Give back the material word for word, every line included.

> [Input data]
+===+

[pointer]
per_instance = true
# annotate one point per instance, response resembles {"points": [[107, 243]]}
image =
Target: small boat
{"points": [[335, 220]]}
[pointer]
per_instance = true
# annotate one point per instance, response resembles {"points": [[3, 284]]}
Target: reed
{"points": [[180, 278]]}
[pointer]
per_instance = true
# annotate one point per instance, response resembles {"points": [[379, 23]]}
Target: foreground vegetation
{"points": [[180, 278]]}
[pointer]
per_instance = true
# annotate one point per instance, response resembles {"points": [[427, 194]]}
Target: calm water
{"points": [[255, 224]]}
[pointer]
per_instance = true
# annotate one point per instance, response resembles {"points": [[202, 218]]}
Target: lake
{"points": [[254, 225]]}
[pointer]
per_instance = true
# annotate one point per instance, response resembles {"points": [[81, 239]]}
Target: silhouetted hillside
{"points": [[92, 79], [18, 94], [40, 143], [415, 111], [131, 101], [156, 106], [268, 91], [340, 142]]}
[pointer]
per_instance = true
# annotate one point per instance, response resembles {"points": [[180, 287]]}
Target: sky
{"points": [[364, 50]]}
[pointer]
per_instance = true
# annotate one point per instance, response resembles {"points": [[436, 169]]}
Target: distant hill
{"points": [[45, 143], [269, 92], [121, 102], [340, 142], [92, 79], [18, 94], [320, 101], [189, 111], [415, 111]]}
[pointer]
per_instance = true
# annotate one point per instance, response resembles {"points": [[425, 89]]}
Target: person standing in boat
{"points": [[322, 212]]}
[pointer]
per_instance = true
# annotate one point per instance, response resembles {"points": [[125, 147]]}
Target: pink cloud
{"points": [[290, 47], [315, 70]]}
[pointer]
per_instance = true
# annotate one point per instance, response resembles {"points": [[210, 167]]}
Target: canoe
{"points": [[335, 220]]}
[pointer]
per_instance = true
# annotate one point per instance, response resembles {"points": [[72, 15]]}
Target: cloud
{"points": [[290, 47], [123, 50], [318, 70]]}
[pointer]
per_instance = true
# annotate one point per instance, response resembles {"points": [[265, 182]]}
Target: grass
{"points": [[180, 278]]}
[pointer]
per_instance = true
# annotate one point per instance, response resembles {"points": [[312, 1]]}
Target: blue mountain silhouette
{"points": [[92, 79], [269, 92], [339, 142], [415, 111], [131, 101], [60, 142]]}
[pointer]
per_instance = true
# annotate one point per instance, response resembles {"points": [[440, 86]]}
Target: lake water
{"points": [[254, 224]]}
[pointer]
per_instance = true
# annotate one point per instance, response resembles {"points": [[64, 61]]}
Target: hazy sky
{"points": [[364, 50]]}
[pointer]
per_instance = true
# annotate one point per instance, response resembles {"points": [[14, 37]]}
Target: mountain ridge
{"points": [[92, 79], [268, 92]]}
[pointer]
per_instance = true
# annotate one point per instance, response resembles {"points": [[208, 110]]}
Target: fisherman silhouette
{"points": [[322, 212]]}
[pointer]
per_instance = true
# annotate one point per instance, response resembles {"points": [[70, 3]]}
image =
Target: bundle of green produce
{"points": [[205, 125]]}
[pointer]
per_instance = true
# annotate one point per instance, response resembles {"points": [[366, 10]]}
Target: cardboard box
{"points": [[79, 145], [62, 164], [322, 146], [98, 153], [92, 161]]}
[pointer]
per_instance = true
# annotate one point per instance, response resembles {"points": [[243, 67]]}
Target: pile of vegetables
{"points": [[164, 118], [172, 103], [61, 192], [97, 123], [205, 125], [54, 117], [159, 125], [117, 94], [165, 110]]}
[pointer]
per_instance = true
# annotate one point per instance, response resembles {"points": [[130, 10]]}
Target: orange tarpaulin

+===+

> [Output below]
[pointer]
per_instance = true
# annotate one point per instance, response resembles {"points": [[107, 243]]}
image =
Target: small boat
{"points": [[335, 220]]}
[pointer]
per_instance = true
# annotate one point per instance, response resembles {"points": [[3, 284]]}
Target: reed
{"points": [[180, 278]]}
[pointer]
per_instance = true
# annotate one point per instance, response resembles {"points": [[379, 23]]}
Target: foreground vegetation
{"points": [[180, 278]]}
[pointer]
per_instance = true
# annotate one point per instance, response resembles {"points": [[427, 194]]}
Target: calm water
{"points": [[255, 224]]}
[pointer]
per_instance = true
# annotate one point per instance, response resembles {"points": [[202, 218]]}
Target: lake
{"points": [[254, 225]]}
[pointer]
per_instance = true
# annotate one point per instance, response resembles {"points": [[81, 239]]}
Target: silhouetted hillside
{"points": [[92, 79], [18, 94], [40, 143], [415, 111], [131, 101], [156, 106], [268, 91], [340, 142]]}
[pointer]
per_instance = true
# annotate one point per instance, response resembles {"points": [[180, 287]]}
Target: sky
{"points": [[364, 50]]}
[pointer]
per_instance = true
# annotate one point per instance, response resembles {"points": [[436, 169]]}
Target: distant hill
{"points": [[45, 143], [269, 92], [121, 102], [340, 142], [92, 79], [18, 94], [320, 101], [189, 111], [415, 111]]}
[pointer]
per_instance = true
# annotate one point per instance, response resembles {"points": [[425, 89]]}
Target: person standing in boat
{"points": [[322, 212]]}
[pointer]
per_instance = true
# annotate one point per instance, response resembles {"points": [[125, 147]]}
Target: pink cloud
{"points": [[290, 47], [315, 70]]}
[pointer]
per_instance = true
# annotate one point per instance, response resembles {"points": [[210, 167]]}
Target: canoe
{"points": [[335, 220]]}
[pointer]
per_instance = true
# annotate one point per instance, response resembles {"points": [[72, 15]]}
Target: cloud
{"points": [[290, 47], [123, 50], [318, 70]]}
[pointer]
per_instance = true
# annotate one point per instance, response resembles {"points": [[265, 182]]}
Target: grass
{"points": [[180, 278]]}
[pointer]
per_instance = true
# annotate one point per instance, response resembles {"points": [[312, 1]]}
Target: blue mountain silhouette
{"points": [[92, 79], [269, 92], [339, 142], [415, 111], [131, 101], [60, 142]]}
[pointer]
per_instance = true
# annotate one point per instance, response resembles {"points": [[440, 86]]}
Target: lake water
{"points": [[254, 224]]}
[pointer]
per_instance = true
# annotate one point per instance, response resembles {"points": [[64, 61]]}
Target: hazy sky
{"points": [[364, 50]]}
[pointer]
per_instance = true
# annotate one point per instance, response resembles {"points": [[14, 37]]}
Target: mountain ridge
{"points": [[92, 79], [268, 92]]}
[pointer]
per_instance = true
# annotate one point per instance, response resembles {"points": [[208, 110]]}
Target: fisherman silhouette
{"points": [[322, 212]]}
[pointer]
per_instance = true
# annotate one point per instance, response resembles {"points": [[70, 3]]}
image =
Target: bundle of green produce
{"points": [[205, 125]]}
[pointer]
per_instance = true
# annotate one point per instance, response resembles {"points": [[366, 10]]}
Target: cardboard box
{"points": [[79, 145], [62, 164], [322, 146], [98, 153], [92, 161]]}
[pointer]
per_instance = true
# annotate one point per instance, response resembles {"points": [[243, 67]]}
Target: pile of vegetables
{"points": [[164, 118], [172, 103], [61, 192], [97, 123], [205, 125], [54, 117], [159, 125], [117, 94], [165, 110]]}
[pointer]
per_instance = true
# annotate one point per instance, response resembles {"points": [[130, 10]]}
Target: orange tarpaulin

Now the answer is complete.